┌─ DOCUMENT SEGMENT
CLUSTER=192.168.10.10
NETMASK=255.255.255.192

dscontrol executor unconfigure $CLUSTER
ifconfig $LOOPBACK $CLUSTER netmask $NETMASK down



The normal method to test if the high availability works smoothly is by plugging out the network cable off the edge server. I would tail the root mail (/var/mail/root) at the same time, so I could see which HA script has been triggered when the network is interrupted. Another method is to bring down the server, by rebooting it or shutting it down. With reboot you’ll only have a short time span to monitor the failover in action, but of course this depends on how long your servers take to start up.

But since this is a collocated environment, if I were to opt for either the described testing methods, I wouldn’t be able to see if the dispatcher balances all requests to both web servers accordingly (in my case I’m using the round robin algorithm). So what I did is, I manually stop the executor so that failover occurs. Note that stopping the dsserver alone won’t trigger the HA scripts. Actually it is not necessary to stop the dsserver. Well to be honest even if it’s not a collocated environment, I normally test the HA failover by stopping the executor, since normally am working remotely and plugging out the cable requires me to get the help of the sys admins. So might as well test if its really working before going through all the hassle.
└─
┌─ ITEMS
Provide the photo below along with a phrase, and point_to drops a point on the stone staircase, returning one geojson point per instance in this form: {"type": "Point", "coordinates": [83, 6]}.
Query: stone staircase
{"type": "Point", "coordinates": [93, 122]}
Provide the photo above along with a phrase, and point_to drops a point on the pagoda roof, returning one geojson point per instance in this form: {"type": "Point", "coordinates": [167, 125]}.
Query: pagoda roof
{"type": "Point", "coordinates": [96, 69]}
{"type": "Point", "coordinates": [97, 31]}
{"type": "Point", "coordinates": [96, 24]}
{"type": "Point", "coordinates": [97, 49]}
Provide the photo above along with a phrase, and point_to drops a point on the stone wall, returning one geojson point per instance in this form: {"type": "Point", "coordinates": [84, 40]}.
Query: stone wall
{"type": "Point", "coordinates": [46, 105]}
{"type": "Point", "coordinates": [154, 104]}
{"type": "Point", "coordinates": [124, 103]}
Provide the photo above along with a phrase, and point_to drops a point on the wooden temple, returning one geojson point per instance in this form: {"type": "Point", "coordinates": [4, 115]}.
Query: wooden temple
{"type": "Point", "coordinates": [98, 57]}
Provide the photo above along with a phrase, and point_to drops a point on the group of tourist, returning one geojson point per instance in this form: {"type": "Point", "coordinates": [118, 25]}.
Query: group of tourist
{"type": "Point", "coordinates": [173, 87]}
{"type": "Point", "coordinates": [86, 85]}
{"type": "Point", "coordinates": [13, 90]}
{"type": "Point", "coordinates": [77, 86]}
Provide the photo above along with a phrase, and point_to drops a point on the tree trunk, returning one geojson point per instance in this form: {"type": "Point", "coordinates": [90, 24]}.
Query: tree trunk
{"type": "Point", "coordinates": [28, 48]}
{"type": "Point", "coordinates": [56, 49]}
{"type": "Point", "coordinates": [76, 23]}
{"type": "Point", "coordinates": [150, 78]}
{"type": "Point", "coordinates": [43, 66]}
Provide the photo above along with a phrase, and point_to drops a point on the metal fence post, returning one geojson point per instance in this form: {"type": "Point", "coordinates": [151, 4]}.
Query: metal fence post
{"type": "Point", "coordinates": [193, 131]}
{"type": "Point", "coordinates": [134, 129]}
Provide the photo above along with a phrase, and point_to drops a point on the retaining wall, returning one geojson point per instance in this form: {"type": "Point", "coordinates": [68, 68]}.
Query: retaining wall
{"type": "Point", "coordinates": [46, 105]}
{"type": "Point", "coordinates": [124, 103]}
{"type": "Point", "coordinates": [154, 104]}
└─
- _EXERCISE TASKS_
#1 Render this sentence from the failover testing notes into Spanish: "Note that stopping the dsserver alone won’t trigger the HA scripts."
#2 Write out the passage of the failover testing notes between "dscontrol executor unconfigure" and "to start up.", inclusive.
Rely solely on the failover testing notes, not on the entries.

- _RESPONSES BY TASK_
#1 Tenga en cuenta que detener únicamente el dsserver no activará los scripts de HA.

#2
dscontrol executor unconfigure $CLUSTER
ifconfig $LOOPBACK $CLUSTER netmask $NETMASK down



The normal method to test if the high availability works smoothly is by plugging out the network cable off the edge server. I would tail the root mail (/var/mail/root) at the same time, so I could see which HA script has been triggered when the network is interrupted. Another method is to bring down the server, by rebooting it or shutting it down. With reboot you’ll only have a short time span to monitor the failover in action, but of course this depends on how long your servers take to start up.